Written task – Repeat the lines of the entries starting with the line that contains "Segment every instance of the bird" and going on through the line that contains "167], [315, 147]]".

(Labeled region entries)
◇ ◇ ◇ ◇
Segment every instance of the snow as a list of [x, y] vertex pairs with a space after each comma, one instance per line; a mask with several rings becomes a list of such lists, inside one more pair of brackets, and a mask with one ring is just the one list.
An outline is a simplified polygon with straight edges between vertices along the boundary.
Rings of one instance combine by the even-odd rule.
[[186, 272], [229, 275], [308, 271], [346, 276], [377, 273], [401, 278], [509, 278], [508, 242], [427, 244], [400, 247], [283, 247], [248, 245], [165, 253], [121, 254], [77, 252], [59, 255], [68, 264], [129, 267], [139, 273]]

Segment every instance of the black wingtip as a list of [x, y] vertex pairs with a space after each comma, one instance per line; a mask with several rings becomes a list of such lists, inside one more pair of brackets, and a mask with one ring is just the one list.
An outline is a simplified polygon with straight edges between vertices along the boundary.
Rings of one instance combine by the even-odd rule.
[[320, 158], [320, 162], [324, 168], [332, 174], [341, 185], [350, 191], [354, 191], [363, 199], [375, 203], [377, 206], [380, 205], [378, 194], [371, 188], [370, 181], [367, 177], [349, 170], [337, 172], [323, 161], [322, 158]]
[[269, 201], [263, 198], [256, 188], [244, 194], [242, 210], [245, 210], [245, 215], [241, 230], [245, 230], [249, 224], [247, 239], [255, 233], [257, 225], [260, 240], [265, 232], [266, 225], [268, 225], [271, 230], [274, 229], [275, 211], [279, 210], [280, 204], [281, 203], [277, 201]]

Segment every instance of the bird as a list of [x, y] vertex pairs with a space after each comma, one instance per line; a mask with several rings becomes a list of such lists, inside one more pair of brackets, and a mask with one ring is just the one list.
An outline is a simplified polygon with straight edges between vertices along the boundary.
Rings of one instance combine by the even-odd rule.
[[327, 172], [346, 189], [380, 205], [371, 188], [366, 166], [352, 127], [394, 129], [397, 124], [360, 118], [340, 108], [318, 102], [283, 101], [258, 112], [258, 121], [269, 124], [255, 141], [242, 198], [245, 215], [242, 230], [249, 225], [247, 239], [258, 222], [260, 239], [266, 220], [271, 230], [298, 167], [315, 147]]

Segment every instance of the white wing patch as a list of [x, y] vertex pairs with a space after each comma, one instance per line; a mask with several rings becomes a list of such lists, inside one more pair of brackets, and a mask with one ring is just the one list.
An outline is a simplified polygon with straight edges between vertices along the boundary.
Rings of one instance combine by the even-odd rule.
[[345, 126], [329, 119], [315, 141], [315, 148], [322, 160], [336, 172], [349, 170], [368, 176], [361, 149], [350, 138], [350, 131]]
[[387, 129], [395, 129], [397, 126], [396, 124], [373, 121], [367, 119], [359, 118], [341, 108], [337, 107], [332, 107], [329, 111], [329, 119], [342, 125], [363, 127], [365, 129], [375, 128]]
◇ ◇ ◇ ◇
Exercise response –
Segment every instance of the bird as a list of [x, y] vertex pairs with a space after each comma, one instance per line; a mask with several rings becomes a list of such lists, inside one more pair of brackets, and a mask with one ring is just the one list.
An outline is a simplified polygon with straight edges between vertices along the boundary.
Rings of one instance combine by the even-odd rule.
[[327, 172], [346, 189], [380, 205], [371, 188], [366, 166], [352, 127], [394, 129], [397, 124], [360, 118], [340, 108], [318, 102], [283, 101], [258, 112], [258, 121], [269, 124], [255, 141], [242, 198], [245, 215], [242, 230], [249, 225], [247, 239], [258, 222], [260, 239], [266, 220], [271, 230], [298, 167], [315, 147]]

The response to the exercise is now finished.